» Brano selezionato

______

Il pm: «Ha ucciso la moglie, va arrestato» Ma i giudici dicono no: «Ipotesi suicidio»
Respinta la richiesta di carcere per Aldo Di Nunzio, pompiere in pensione, indagato per la tragedia di Annamaria D’Eliseo La procura: «Non può essersi impiccata, quei cavi non avrebbero retto il suo peso». Ma gip e Riesame non sono d’accordo
LANCIANO. La procura chiede l’arresto di Aldo Rodolfo Di Nunzio, accusato dell’omicidio della moglie Annamaria D’Eliseo, ma sia il giudice per le indagini preliminari di Lanciano che il tribunale del Riesame dell’Aquila dicono no. Si arricchisce di un nuovo capitolo l’inchiesta sulla tragedia della bidella di 60 anni trovata senza vita il 15 luglio 2022 nel garage-cantina della sua abitazione di contrada Iconicella, dove viveva con il coniuge, un vigile del fuoco in pensione di 71 anni.

______

Ricopia dall'articolo sull'inchiesta per la morte di Annamaria D'Eliseo il passo che va da "Respinta la richiesta" a "di 71 anni.".

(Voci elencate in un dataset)
______

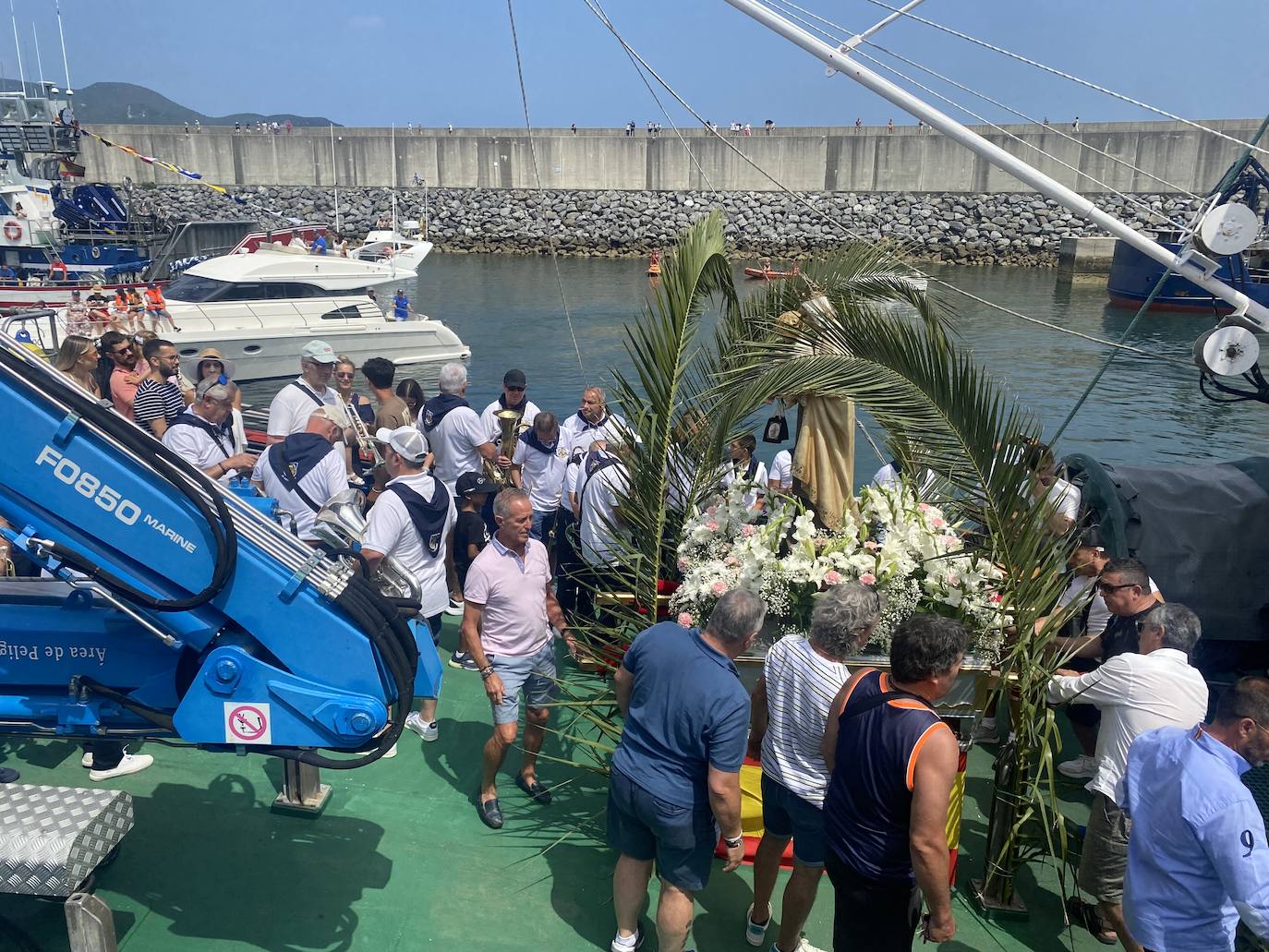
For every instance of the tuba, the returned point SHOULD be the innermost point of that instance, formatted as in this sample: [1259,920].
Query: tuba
[509,430]
[340,524]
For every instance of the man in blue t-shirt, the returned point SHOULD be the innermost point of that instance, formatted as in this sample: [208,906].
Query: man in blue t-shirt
[677,769]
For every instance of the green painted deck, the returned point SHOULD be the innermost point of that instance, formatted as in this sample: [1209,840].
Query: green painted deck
[400,861]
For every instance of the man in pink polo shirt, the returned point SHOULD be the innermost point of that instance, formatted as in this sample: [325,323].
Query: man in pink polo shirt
[506,630]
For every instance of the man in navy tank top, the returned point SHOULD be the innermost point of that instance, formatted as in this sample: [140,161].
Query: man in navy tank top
[893,763]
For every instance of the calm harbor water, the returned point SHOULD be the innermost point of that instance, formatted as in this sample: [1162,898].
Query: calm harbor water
[508,310]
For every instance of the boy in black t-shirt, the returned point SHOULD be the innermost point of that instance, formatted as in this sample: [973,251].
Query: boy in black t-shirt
[471,535]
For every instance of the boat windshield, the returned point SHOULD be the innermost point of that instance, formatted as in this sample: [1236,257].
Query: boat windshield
[196,290]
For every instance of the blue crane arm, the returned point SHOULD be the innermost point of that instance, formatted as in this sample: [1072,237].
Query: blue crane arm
[184,612]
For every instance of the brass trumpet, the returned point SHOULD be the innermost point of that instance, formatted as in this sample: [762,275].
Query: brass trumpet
[509,427]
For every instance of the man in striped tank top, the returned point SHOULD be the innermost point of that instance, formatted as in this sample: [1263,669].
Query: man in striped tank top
[790,711]
[892,765]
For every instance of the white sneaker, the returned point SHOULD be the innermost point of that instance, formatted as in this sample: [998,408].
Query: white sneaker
[1080,768]
[754,934]
[428,731]
[131,763]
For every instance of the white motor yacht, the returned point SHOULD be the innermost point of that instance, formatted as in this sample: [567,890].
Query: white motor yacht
[260,307]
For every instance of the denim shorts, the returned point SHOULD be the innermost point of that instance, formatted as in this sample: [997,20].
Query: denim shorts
[786,813]
[679,838]
[533,674]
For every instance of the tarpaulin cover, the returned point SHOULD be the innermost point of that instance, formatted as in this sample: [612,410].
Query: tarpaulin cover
[1202,531]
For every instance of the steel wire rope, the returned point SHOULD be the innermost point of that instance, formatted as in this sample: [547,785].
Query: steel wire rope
[852,233]
[973,91]
[542,195]
[1132,199]
[665,112]
[1054,70]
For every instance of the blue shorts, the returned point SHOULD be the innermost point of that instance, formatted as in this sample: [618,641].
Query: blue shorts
[786,813]
[679,838]
[542,524]
[533,674]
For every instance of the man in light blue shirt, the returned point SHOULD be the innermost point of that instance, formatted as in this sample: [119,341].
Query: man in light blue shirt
[1197,858]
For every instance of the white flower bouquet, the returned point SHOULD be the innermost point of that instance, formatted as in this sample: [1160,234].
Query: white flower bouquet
[889,539]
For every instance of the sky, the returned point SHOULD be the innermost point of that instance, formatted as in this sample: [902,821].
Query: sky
[452,61]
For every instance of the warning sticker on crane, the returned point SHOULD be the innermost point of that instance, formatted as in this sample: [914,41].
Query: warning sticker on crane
[248,724]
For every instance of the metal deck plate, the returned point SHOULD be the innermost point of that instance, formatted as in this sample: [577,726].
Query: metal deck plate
[51,838]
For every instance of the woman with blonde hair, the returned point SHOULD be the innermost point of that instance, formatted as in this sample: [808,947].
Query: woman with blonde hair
[78,359]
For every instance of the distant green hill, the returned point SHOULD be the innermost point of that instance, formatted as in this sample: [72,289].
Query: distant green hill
[125,102]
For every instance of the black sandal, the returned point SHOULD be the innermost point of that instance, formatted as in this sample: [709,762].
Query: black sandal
[1086,914]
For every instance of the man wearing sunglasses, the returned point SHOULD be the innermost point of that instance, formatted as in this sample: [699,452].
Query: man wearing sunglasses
[1137,691]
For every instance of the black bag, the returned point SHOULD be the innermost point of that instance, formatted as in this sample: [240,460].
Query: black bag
[777,429]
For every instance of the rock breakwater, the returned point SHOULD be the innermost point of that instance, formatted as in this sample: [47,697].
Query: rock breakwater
[956,227]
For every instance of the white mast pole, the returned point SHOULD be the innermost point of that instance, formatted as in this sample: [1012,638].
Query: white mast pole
[22,74]
[334,165]
[40,60]
[1021,170]
[63,36]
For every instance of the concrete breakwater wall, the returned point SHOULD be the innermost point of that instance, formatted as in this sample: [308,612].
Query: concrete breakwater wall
[967,229]
[828,159]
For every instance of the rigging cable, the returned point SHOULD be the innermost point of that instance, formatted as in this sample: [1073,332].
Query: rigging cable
[979,94]
[542,197]
[852,233]
[1226,180]
[1020,57]
[1132,199]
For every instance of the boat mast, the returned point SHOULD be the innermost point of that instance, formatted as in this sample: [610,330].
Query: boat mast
[63,36]
[40,60]
[22,74]
[839,60]
[334,166]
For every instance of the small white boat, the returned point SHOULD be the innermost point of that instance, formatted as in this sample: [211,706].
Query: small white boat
[260,307]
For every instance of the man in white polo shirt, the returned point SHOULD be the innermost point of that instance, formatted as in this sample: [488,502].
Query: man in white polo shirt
[199,434]
[302,473]
[413,521]
[538,467]
[454,432]
[506,630]
[514,397]
[295,403]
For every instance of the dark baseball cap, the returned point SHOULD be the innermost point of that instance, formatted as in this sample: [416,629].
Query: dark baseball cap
[472,483]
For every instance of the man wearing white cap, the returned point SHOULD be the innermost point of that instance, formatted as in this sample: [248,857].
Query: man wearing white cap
[302,473]
[200,437]
[413,522]
[295,403]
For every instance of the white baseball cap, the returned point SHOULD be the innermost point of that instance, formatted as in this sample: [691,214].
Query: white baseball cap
[406,440]
[319,352]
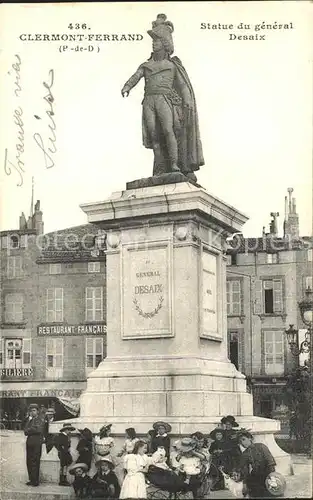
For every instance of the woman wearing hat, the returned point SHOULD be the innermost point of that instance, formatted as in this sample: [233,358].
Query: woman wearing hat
[82,482]
[103,442]
[105,483]
[191,467]
[256,464]
[161,438]
[232,447]
[136,465]
[63,445]
[84,447]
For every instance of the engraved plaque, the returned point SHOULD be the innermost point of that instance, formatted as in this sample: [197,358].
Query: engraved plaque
[147,290]
[209,295]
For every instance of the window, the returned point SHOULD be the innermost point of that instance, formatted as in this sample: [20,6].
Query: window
[274,352]
[272,258]
[233,291]
[24,241]
[269,296]
[14,269]
[13,308]
[94,353]
[308,282]
[54,357]
[94,304]
[55,269]
[14,242]
[27,352]
[93,267]
[233,259]
[54,305]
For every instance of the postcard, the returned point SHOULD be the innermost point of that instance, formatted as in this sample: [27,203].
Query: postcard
[156,248]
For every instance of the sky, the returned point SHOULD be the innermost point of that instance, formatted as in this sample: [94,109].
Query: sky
[254,100]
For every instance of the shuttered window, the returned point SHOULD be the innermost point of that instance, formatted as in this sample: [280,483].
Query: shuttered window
[94,304]
[233,297]
[54,357]
[274,361]
[268,296]
[94,352]
[54,311]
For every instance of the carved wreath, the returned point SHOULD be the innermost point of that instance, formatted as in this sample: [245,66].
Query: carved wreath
[149,314]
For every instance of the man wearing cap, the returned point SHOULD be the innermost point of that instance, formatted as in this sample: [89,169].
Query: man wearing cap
[34,430]
[169,113]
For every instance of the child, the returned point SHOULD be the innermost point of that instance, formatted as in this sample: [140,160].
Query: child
[105,483]
[82,482]
[104,443]
[130,441]
[150,435]
[84,447]
[63,445]
[233,483]
[173,455]
[135,464]
[161,437]
[219,456]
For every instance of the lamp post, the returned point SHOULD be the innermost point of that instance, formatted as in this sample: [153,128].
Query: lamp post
[302,384]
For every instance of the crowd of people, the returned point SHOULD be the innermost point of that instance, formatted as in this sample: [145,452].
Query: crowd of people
[227,458]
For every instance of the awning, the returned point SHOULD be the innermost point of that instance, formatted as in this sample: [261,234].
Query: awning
[42,389]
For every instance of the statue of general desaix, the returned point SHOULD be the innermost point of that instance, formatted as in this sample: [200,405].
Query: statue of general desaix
[169,114]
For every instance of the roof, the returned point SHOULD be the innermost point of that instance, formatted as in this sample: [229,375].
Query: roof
[71,244]
[268,244]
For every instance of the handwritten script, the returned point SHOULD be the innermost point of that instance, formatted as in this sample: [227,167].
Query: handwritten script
[19,165]
[48,147]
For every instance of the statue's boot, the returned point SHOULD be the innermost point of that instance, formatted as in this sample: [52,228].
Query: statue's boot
[191,176]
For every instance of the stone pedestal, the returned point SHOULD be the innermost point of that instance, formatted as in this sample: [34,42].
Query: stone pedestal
[167,317]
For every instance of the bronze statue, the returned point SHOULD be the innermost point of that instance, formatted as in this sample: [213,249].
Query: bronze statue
[169,113]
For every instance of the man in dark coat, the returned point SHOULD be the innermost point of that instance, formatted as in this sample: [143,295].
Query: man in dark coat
[257,463]
[63,445]
[105,483]
[34,430]
[161,437]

______

» Soluzione dell'esercizio
Respinta la richiesta di carcere per Aldo Di Nunzio, pompiere in pensione, indagato per la tragedia di Annamaria D’Eliseo La procura: «Non può essersi impiccata, quei cavi non avrebbero retto il suo peso». Ma gip e Riesame non sono d’accordo
LANCIANO. La procura chiede l’arresto di Aldo Rodolfo Di Nunzio, accusato dell’omicidio della moglie Annamaria D’Eliseo, ma sia il giudice per le indagini preliminari di Lanciano che il tribunale del Riesame dell’Aquila dicono no. Si arricchisce di un nuovo capitolo l’inchiesta sulla tragedia della bidella di 60 anni trovata senza vita il 15 luglio 2022 nel garage-cantina della sua abitazione di contrada Iconicella, dove viveva con il coniuge, un vigile del fuoco in pensione di 71 anni.